Help detecting snakes using AI

For those of you with programming experience, I have some questions, if you'd be so kind as to read them.

I want to work on a project where I train a camera to detect snakes in real time and track them while within the camera range. So, pretend I have a backyard here in AZ and I suspect there are snakes, but there are also other critters running around, so if general motion detection is recommended that wouldn't help.


I don't know anything about programming so before I consider investing time or money, I'd like to know if this is feasible/how it works.


  1. Is the the type Of project I can tackle using the online AI programming courses? My thoughts where of using youtube videos of snakes for this project.
    1. How difficult would a project like this be for someone with no programming experience. What language would be used?
    2. If I paid someone to create the basic program how much would do you think it would cost?

Thank you

 
Most Helpful

Just a quick brain dump:

  1. You wouldn't use video, you'd use still images that you pull from that video. So it's not a video problem, it's an image problem. If you want to sound really professional, it's an "image processing" problem
  2. Your biggest challenge will be training data. You'd need all kinds of pictures of snakes in all kinds of environments and positions. You'd basically need to recreate all of the potential ways that snakes could be in real life at any time (day, night, big snakes, small snakes, coiled, extended, on the floor, on a rock, etc).  If you think about all the permutations of all those requirements (e.g. on a rock, coiled, at night; on a rock, coiled, during the day, etc.) then you should realize that you need A LOT of training data. Tens-of-thousands of images or more.
  3. Your aim should be to create an algorithm that removes bias and can act independently as your snake spotter. This has been hard to do with the exact kind of "animal spotting" problem you describe. There is a famous example where a researcher did the same thing for a type of endangered wolf. They thought their program worked, but what they really did was accidentally create an algorithm that detects snow because all of the known photos of this wolf (i.e. the training data I'm describing above) contained snow. 

I will leave it up to you if this is something that you really want to pursue. 

 

Your biggest challenge will be training data. You'd need all kinds of pictures of snakes in all kinds of environments and positions. You'd basically need to recreate all of the potential ways that snakes could be in real life at any time (day, night, big snakes, small snakes, coiled, extended, on the floor, on a rock, etc).  If you think about all the permutations of all those requirements (e.g. on a rock, coiled, at night; on a rock, coiled, during the day, etc.) then you should realize that you need A LOT of training data. Tens-of-thousands of images or more

Just want to point out that cameras can collect audio data as well, which would be more informative and require less data than purely relying on visual cues.  

Array
 

GoingToBeAnMD

Just a quick brain dump:

  1. You wouldn't use video, you'd use still images that you pull from that video. So it's not a video problem, it's an image problem. If you want to sound really professional, it's an "image processing" problem
  2. Your biggest challenge will be training data. You'd need all kinds of pictures of snakes in all kinds of environments and positions. You'd basically need to recreate all of the potential ways that snakes could be in real life at any time (day, night, big snakes, small snakes, coiled, extended, on the floor, on a rock, etc).  If you think about all the permutations of all those requirements (e.g. on a rock, coiled, at night; on a rock, coiled, during the day, etc.) then you should realize that you need A LOT of training data. Tens-of-thousands of images or more.

-.-.-

> [Challenge A]:
Quote the records exactly, starting with the line that contains "Reviewer note: make sure every instance of the police officer" and continuing up to and including the final line of the records.

Extracted records:

-.-.-

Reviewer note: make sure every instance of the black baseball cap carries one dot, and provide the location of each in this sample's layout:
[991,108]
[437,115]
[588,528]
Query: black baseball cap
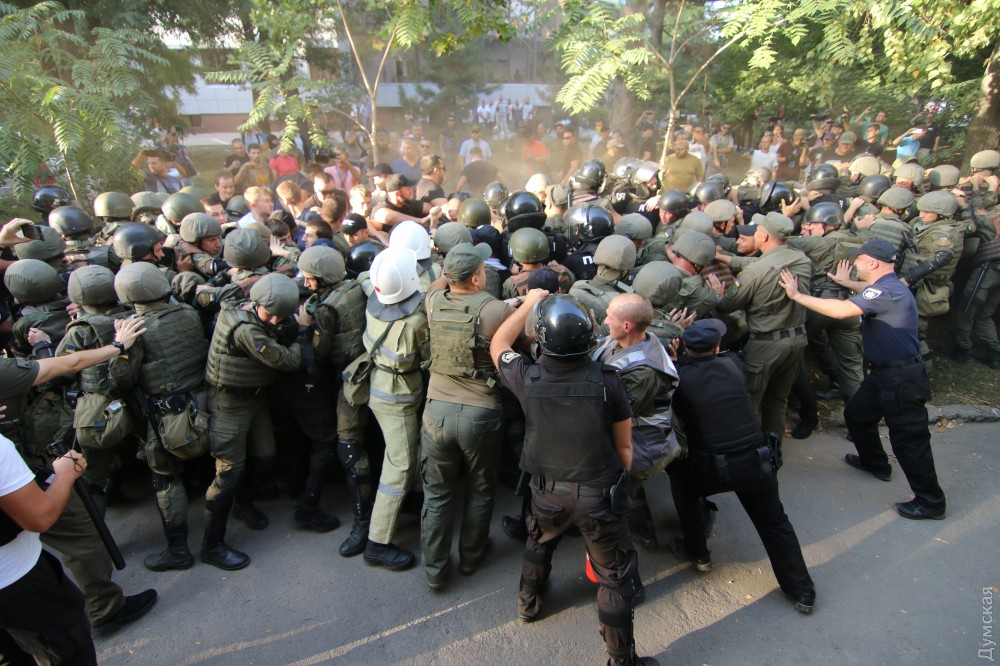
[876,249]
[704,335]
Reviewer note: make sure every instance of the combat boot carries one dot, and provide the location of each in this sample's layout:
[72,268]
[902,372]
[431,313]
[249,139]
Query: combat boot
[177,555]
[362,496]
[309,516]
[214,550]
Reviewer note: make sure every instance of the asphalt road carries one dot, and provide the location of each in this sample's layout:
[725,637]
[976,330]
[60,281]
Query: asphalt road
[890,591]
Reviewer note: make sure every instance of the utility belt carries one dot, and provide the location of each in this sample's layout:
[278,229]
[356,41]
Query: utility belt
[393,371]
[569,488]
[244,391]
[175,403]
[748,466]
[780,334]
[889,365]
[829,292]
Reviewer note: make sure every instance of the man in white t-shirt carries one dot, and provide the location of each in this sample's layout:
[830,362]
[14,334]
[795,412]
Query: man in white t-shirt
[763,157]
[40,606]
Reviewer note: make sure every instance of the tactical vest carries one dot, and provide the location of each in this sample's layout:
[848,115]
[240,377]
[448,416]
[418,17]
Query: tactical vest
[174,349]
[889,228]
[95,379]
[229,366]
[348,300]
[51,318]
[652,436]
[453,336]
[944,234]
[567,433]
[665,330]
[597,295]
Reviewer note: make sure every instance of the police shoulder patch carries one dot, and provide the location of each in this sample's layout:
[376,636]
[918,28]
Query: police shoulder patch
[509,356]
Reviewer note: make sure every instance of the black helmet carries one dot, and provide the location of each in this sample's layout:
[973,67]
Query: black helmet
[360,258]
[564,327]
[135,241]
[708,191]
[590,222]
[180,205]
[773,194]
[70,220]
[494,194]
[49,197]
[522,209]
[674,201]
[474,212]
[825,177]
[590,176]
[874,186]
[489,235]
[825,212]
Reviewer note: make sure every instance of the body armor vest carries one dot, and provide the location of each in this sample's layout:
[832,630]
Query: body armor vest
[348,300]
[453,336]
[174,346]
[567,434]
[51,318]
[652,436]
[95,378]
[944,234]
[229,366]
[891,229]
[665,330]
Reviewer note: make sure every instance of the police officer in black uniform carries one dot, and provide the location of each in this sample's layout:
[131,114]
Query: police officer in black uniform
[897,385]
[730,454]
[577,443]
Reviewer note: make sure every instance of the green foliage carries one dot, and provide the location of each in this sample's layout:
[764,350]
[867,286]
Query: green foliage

-.-.-

> [Challenge B]:
Print the passage of the snake-detection discussion from "I want to work" up to and including "for this project.", word for word.

> [Final answer A]:
Reviewer note: make sure every instance of the police officer in black uniform carries one dot, and provide the location of each in this sample's layout:
[131,114]
Query: police officer in black uniform
[897,385]
[730,454]
[577,443]
Reviewer note: make sure every instance of the green foliage carries one dot, and provide the location of each in this sample's layout:
[764,350]
[867,286]
Query: green foliage

> [Final answer B]:
I want to work on a project where I train a camera to detect snakes in real time and track them while within the camera range. So, pretend I have a backyard here in AZ and I suspect there are snakes, but there are also other critters running around, so if general motion detection is recommended that wouldn't help.


I don't know anything about programming so before I consider investing time or money, I'd like to know if this is feasible/how it works.


  1. Is the the type Of project I can tackle using the online AI programming courses? My thoughts where of using youtube videos of snakes for this project.